DATA FOR THIS TASK:
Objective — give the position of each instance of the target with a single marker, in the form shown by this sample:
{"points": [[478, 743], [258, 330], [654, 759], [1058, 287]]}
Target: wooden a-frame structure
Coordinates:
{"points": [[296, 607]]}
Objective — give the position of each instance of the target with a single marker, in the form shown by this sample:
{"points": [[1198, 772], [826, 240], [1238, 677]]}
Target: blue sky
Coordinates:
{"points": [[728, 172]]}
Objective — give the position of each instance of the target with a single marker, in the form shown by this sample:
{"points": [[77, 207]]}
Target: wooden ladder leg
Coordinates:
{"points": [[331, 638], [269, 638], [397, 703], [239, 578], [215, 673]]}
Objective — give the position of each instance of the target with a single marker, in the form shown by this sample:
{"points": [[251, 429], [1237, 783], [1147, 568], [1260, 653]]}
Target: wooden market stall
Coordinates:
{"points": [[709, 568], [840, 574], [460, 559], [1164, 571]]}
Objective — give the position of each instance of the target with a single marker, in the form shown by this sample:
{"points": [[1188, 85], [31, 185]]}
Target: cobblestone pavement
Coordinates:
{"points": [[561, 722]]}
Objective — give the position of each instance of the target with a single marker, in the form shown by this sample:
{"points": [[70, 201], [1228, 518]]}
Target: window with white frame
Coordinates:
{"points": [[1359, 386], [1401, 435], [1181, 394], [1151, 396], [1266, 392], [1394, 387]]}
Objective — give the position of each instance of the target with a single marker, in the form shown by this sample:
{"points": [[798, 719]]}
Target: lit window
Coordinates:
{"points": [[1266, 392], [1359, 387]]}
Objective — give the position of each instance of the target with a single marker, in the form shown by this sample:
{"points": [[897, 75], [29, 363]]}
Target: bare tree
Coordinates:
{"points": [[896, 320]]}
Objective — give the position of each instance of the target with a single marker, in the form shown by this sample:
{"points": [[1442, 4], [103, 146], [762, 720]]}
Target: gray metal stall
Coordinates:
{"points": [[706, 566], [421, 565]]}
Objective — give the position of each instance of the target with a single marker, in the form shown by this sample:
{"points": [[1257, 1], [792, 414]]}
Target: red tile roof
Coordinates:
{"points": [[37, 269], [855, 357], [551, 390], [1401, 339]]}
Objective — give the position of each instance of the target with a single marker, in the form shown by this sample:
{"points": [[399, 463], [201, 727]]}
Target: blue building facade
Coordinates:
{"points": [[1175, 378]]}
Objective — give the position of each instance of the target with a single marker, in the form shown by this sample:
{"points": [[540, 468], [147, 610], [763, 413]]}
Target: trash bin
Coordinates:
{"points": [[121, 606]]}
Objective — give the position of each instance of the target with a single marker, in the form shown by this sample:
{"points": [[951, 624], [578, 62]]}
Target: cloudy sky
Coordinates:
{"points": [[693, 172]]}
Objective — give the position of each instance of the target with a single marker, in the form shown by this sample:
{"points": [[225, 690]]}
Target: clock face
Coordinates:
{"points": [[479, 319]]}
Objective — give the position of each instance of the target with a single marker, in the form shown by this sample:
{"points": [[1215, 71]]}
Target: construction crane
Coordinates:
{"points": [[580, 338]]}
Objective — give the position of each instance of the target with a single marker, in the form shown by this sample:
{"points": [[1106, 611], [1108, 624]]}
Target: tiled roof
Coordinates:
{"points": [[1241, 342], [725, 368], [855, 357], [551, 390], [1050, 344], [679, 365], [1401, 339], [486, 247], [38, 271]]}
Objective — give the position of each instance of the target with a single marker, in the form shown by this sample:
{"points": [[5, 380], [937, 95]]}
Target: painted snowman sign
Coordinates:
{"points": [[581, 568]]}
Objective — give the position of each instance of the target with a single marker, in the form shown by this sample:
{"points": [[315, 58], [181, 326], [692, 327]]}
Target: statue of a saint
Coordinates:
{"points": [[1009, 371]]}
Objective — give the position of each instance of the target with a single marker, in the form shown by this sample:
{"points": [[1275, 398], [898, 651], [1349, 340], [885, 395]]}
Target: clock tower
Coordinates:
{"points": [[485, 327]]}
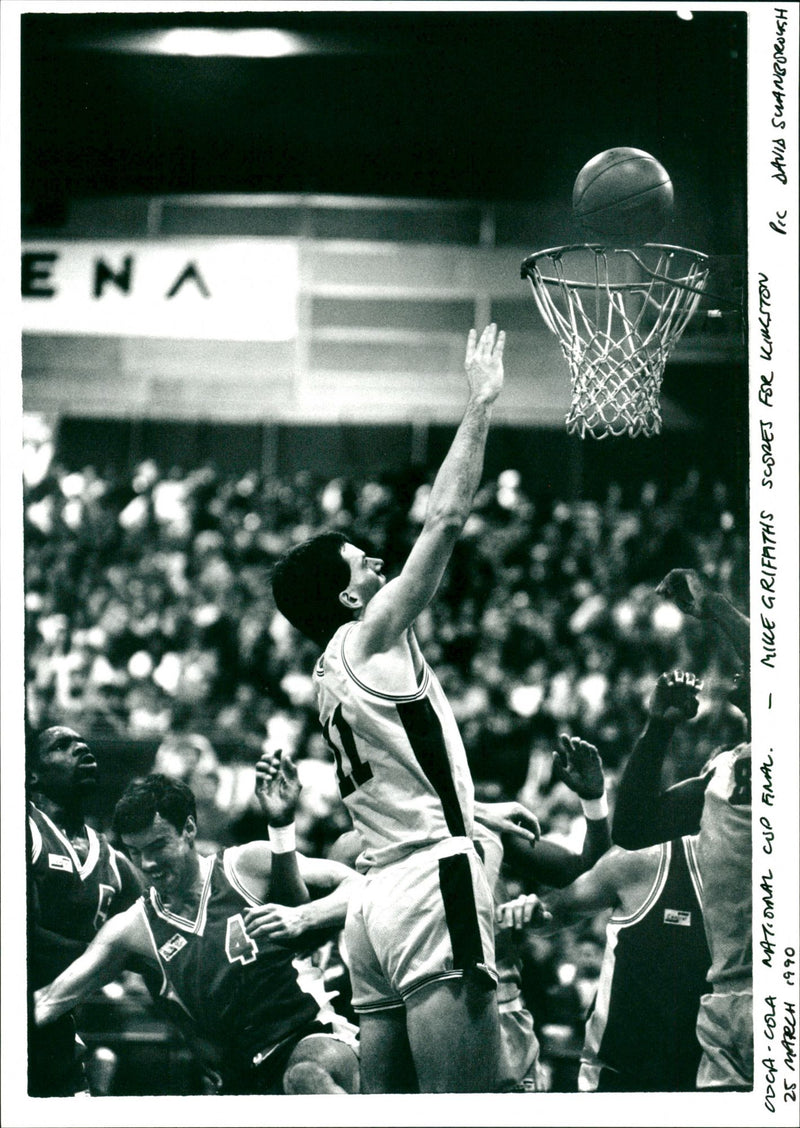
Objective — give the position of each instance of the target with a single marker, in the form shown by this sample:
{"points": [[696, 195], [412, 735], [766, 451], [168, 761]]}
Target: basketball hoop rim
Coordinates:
{"points": [[697, 260]]}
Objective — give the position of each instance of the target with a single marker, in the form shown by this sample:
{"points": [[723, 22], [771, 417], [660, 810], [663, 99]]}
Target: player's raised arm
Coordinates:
{"points": [[578, 765], [283, 922], [273, 870], [121, 937], [689, 592], [393, 609], [644, 813]]}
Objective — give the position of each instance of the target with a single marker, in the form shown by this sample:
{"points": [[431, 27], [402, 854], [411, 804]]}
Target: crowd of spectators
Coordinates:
{"points": [[149, 615]]}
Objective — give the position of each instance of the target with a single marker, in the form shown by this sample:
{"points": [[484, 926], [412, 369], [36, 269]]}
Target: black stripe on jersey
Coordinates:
{"points": [[423, 730], [456, 884]]}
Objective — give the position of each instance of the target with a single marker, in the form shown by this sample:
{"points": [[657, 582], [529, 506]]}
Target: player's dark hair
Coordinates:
{"points": [[306, 583], [156, 794]]}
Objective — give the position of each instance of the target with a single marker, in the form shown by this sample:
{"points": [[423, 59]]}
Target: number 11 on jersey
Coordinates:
{"points": [[360, 770]]}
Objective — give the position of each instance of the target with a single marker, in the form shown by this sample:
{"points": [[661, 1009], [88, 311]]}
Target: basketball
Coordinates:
{"points": [[623, 194]]}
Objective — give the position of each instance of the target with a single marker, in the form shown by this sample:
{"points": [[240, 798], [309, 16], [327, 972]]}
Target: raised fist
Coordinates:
{"points": [[675, 696]]}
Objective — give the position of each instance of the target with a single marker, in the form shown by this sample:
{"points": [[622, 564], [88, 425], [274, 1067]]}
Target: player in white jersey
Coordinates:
{"points": [[420, 936], [717, 805]]}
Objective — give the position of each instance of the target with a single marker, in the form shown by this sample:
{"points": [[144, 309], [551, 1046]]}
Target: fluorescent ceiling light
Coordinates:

WHAT THIS TASK INVOLVES:
Set the entries down again exactly. Do not include the images.

WRITTEN RESPONSE:
Objective — give the position of each instance of the target with a single marker, in the form shown by this sample:
{"points": [[478, 743], [258, 330], [654, 759], [1058, 287]]}
Target: wooden a-frame structure
Coordinates:
{"points": [[296, 607]]}
Objective — give the position of each instance of the target with a single marker, in the form shown by this sample:
{"points": [[1198, 772], [826, 240], [1238, 677]]}
Target: blue sky
Coordinates:
{"points": [[728, 172]]}
Objective — give the position of each instance of the target with a single marker, in the form shown by this sample:
{"points": [[77, 207]]}
Target: wooden ladder leg
Coordinates:
{"points": [[331, 638], [269, 638], [397, 703], [239, 578], [215, 673]]}
Objective — give the position of each instance of the target with a single marker, in the form shown by this sample:
{"points": [[251, 429], [1237, 783], [1147, 568], [1260, 653]]}
Target: wooden market stall
Coordinates:
{"points": [[709, 568], [840, 574], [460, 559], [1164, 571]]}
Objective — give the position of each instance of the target with a single marker, in the form shown by this sample:
{"points": [[1188, 85], [31, 185]]}
Target: cobblestone pavement
Coordinates:
{"points": [[561, 722]]}
Objective — give the position of each instance of the target with a single marker, in the form shown by this sample:
{"points": [[70, 201], [1228, 518]]}
Target: window with white frame
Coordinates:
{"points": [[1359, 386], [1401, 435], [1181, 394], [1151, 396], [1266, 392], [1394, 387]]}
Objective — give the position of each instance of the target with a single marker, in the form shown by this sample:
{"points": [[798, 719]]}
Target: lit window
Coordinates:
{"points": [[1266, 392], [1359, 387]]}
Objective — give the position of each instance of the target with a single marker, in the form shown by this sample:
{"points": [[897, 75], [29, 363]]}
Target: bare tree
Coordinates:
{"points": [[896, 320]]}
Objective — give the position of each instance of the target with a single marker, in the form shown by this sample:
{"points": [[1442, 4], [103, 146], [762, 720]]}
Target: gray metal stall
Coordinates:
{"points": [[706, 566], [421, 565]]}
Objective — give the position of each instance of the target with a single marker, in the form shown by this sample:
{"points": [[1257, 1], [792, 414]]}
Target: red tile roof
Coordinates:
{"points": [[37, 269], [855, 357], [551, 390], [1401, 339]]}
Objective — give the position of each instance of the target with a single marker, in the form shown by this sample:
{"points": [[399, 463], [201, 727]]}
Target: blue building facade
Coordinates:
{"points": [[1175, 378]]}
Objective — give the position of each instance of the target with a single marker, in the form shown by this sample:
{"points": [[540, 468], [147, 610], [763, 413]]}
Target: trash bin
Coordinates:
{"points": [[121, 606]]}
Objective — give the position of each instance of the target with a single marker, in the form shown by this sample:
{"points": [[951, 624], [578, 62]]}
Target: cloudy sky
Coordinates:
{"points": [[693, 172]]}
Objective — give the position of each instance of the target with a single marker, in the form shown by this sample:
{"points": [[225, 690]]}
Target: clock face
Coordinates:
{"points": [[479, 319]]}
Objective — give the position of each instance of the target with a single marker, in the form shown by this sample:
{"points": [[1215, 71]]}
Target: construction crane
Coordinates:
{"points": [[580, 338]]}
Objective — give the position of each instance of the target with a single marker, in the form shown by this sample:
{"points": [[1106, 611], [1108, 624]]}
Target: tiled roof
Coordinates:
{"points": [[1241, 342], [725, 368], [855, 357], [551, 390], [1050, 344], [679, 365], [1401, 339], [486, 247], [38, 271]]}
Objective — give the position of each instance of the target with a single marker, in the form shown by this sample:
{"points": [[5, 380], [937, 95]]}
Target: painted snowman sign
Coordinates:
{"points": [[581, 568]]}
Objective — give the position of each instance of the target with a single marker, in the form shown by this sample:
{"points": [[315, 58], [181, 326], [692, 327]]}
Target: statue of a saint
Coordinates:
{"points": [[1009, 371]]}
Objective — give the position of each instance of the target with a single marker, in the form shown by this sample:
{"points": [[1275, 398], [898, 651], [1349, 340], [885, 395]]}
Target: clock tower
Coordinates:
{"points": [[485, 327]]}
Objective — give the position of each instance of the target with a single marker, in the form shown by this sample:
{"points": [[696, 195], [412, 735], [766, 451], [168, 761]]}
Target: basketball hoop rim
Coordinates:
{"points": [[697, 260]]}
Objective — give the position of each instance of the target with a single marker, in the form shown by this sample:
{"points": [[723, 22], [771, 417], [660, 810], [663, 99]]}
Target: player's raised arm
Coordinates:
{"points": [[578, 765], [283, 922], [273, 870], [121, 937], [689, 592], [393, 609], [644, 813]]}
Objective — give the position of each instance of the target with a single marker, in the form shown by this sample:
{"points": [[431, 27], [402, 854], [411, 804]]}
Target: crowd of spectators
Coordinates:
{"points": [[149, 615]]}
Objective — give the position of each instance of the target with a single marker, in the form shown by this sample:
{"points": [[484, 926], [412, 369], [36, 269]]}
Target: black stripe on jersey
Coordinates:
{"points": [[423, 730], [456, 884]]}
Objective — give the position of each instance of the target with a single marker, in the form shown by this sample:
{"points": [[657, 582], [529, 506]]}
Target: player's dark hair
Coordinates:
{"points": [[306, 583], [156, 794]]}
Objective — give the position of each instance of the target with a single marker, in the form shown by this sample:
{"points": [[423, 59]]}
Target: number 11 on jersey
Coordinates:
{"points": [[360, 770]]}
Objective — give the position of each instance of the target with a single marker, in the form shown by this sample:
{"points": [[661, 1009], [88, 311]]}
Target: basketball
Coordinates:
{"points": [[623, 194]]}
Objective — give the position of each instance of the target with a single marker, in the form shown by this sample:
{"points": [[240, 798], [309, 16], [327, 972]]}
Target: raised fist
Coordinates:
{"points": [[675, 696]]}
Objective — give the position of each instance of the target with a single marker, in the form shown by this sample:
{"points": [[622, 564], [88, 425], [274, 1067]]}
Target: player in white jersey
Coordinates:
{"points": [[420, 936], [717, 805]]}
Objective — give the position of each instance of the target with a single marker, in the form shown by this sample:
{"points": [[144, 309], [551, 1046]]}
Target: fluorescent ceiling light
Coordinates:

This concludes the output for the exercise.